* _Texte à lire_
—————

Lentement mais sûrement, Elder dépasse le stade de formation confidentielle et commence à se bâtir une jolie réputation, notamment grâce à ses deux premières livraisons qui ne manquaient aucunement de ravir les amateurs de stoner. Un début de renommée qui permet aux musiciens d'outre-Atlantique de se produire cette année sur les planches du célèbre Hellfest. La sortie de Lore, leur troisième disque, est donc l'occasion idéale de concrétiser tous ces événements positifs, en affinant encore l'empreinte musicale des Américains, à la croisée des genres.
Concilier stoner et metal progressif? Voilà un défi de taille, totalement à la portée d'Elder. Cette recette osée n'est en aucun cas surprenante de la part des Américains, le précédent album amorçant déjà cette approche. Dans le cas de Lore, la dualité entre les styles est poussée à son paroxysme. Les éléments classiques du stoner restent prédominants mais toujours contrebalancés par cette volonté d'aérer la musique. Ainsi, une certaine légèreté émane de l’œuvre, tranchant avec l'aspect gras et sec développé sur l'opener « Compendium ». Cette douceur se caractérise par de nombreux éléments : de la guitare sèche ouvrant « Spirit at Aphelion », au break planant de la piste éponyme, en passant par une diversification des structures qui amène souvent la formation à calmer ses ardeurs, chaque parcelle de l'opus est maîtrisée et la formation affiche une direction claire. La synthèse de toutes ces ficelles est obtenue avec « Legend », prompte à la rêverie, bien que perturbée par quelques interventions plus imposantes de la guitare ou du chant de Nicholas DiSalvo.

—————

* _Travail à faire_
a - D'après la critique de Lore, quel morceau s'ouvre sur de la guitare sèche ?
b - Recopiez mot pour mot le passage de la critique de Lore qui commence par « Lentement mais sûrement, Elder » et se poursuit jusqu'à « croisée des genres. ».

—————

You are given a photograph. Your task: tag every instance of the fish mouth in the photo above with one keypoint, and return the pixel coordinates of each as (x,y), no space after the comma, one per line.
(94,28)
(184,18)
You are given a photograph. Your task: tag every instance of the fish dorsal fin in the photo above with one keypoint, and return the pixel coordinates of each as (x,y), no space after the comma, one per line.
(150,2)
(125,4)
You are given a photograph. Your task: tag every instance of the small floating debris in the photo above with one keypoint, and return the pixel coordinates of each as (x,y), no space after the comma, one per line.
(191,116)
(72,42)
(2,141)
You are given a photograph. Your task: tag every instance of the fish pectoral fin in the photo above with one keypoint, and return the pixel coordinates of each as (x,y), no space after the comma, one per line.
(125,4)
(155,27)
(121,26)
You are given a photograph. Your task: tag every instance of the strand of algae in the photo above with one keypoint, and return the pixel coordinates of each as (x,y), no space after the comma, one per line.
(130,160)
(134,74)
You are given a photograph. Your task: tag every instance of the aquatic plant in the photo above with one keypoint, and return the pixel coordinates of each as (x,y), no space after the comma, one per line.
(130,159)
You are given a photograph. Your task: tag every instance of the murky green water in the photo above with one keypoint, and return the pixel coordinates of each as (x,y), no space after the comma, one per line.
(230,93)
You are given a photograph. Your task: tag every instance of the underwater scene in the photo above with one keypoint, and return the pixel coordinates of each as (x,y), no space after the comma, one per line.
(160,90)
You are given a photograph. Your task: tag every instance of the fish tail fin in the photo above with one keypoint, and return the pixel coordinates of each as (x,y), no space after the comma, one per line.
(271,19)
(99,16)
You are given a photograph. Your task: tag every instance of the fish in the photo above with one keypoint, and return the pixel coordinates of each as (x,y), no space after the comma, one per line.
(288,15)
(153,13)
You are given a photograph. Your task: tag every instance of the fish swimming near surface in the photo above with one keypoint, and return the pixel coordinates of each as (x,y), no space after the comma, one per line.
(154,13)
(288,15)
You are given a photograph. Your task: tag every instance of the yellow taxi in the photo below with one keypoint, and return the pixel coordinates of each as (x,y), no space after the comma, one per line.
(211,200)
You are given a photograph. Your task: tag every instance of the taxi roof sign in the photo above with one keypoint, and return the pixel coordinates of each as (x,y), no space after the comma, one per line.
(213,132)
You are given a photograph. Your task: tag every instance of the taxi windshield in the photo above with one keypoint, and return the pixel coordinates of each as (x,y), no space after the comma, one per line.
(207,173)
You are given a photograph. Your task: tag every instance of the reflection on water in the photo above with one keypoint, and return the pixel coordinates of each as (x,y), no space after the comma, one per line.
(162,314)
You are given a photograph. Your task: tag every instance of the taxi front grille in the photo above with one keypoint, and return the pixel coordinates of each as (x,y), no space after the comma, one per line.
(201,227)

—————

* _Corrigé de l'exercice_
a - C'est « Spirit at Aphelion ».

b -
Lentement mais sûrement, Elder dépasse le stade de formation confidentielle et commence à se bâtir une jolie réputation, notamment grâce à ses deux premières livraisons qui ne manquaient aucunement de ravir les amateurs de stoner. Un début de renommée qui permet aux musiciens d'outre-Atlantique de se produire cette année sur les planches du célèbre Hellfest. La sortie de Lore, leur troisième disque, est donc l'occasion idéale de concrétiser tous ces événements positifs, en affinant encore l'empreinte musicale des Américains, à la croisée des genres.